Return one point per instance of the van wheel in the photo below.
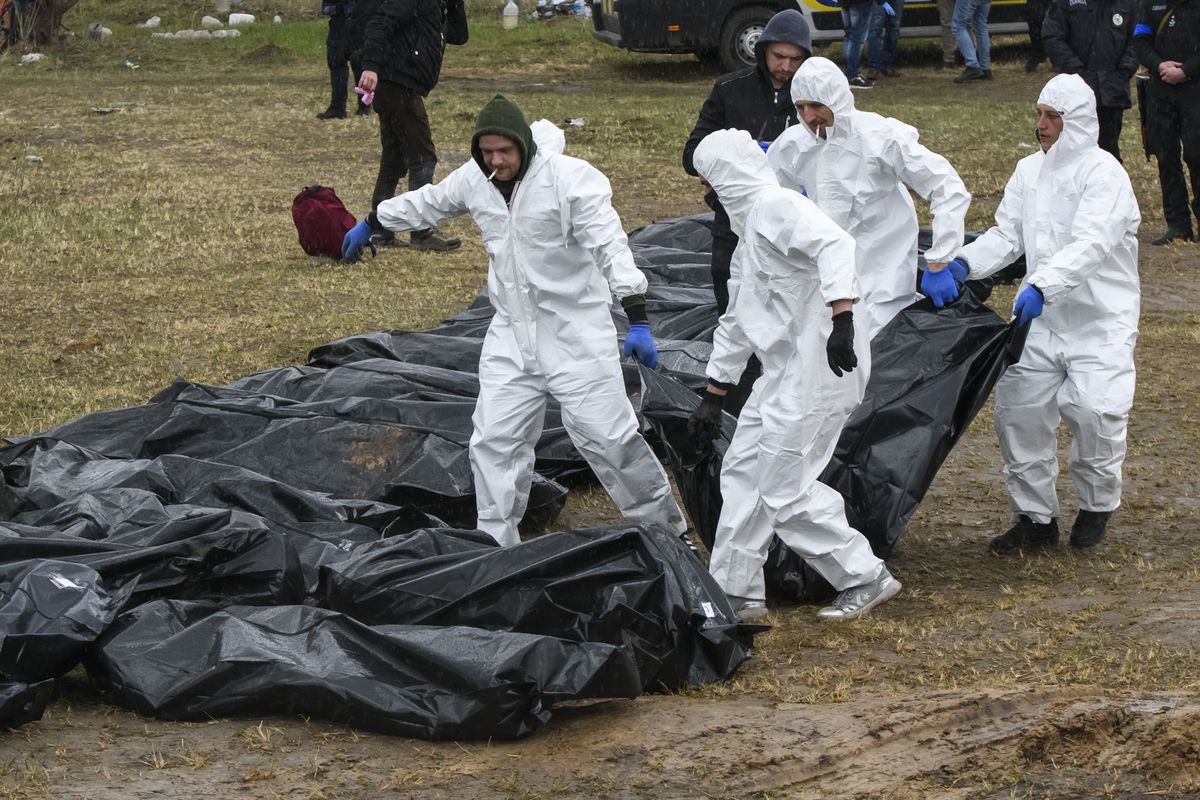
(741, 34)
==
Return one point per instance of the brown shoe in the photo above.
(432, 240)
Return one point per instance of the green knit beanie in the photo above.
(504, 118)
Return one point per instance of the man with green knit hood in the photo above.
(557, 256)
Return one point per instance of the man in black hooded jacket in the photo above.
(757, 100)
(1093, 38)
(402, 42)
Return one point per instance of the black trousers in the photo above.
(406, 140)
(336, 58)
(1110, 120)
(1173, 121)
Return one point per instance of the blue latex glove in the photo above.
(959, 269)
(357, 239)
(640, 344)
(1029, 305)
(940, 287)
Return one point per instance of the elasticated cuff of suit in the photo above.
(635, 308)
==
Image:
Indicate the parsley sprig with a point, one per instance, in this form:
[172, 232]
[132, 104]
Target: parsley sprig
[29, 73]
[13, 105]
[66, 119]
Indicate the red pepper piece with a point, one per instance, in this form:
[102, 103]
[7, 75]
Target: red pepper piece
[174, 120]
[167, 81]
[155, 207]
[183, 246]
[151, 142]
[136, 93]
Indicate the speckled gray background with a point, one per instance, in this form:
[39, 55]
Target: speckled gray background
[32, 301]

■ **SET EXERCISE**
How many lines of the records above contain the string "parsley"? Case counts. Give only the number.

■ **ANSWER TO THIS PROBLEM**
2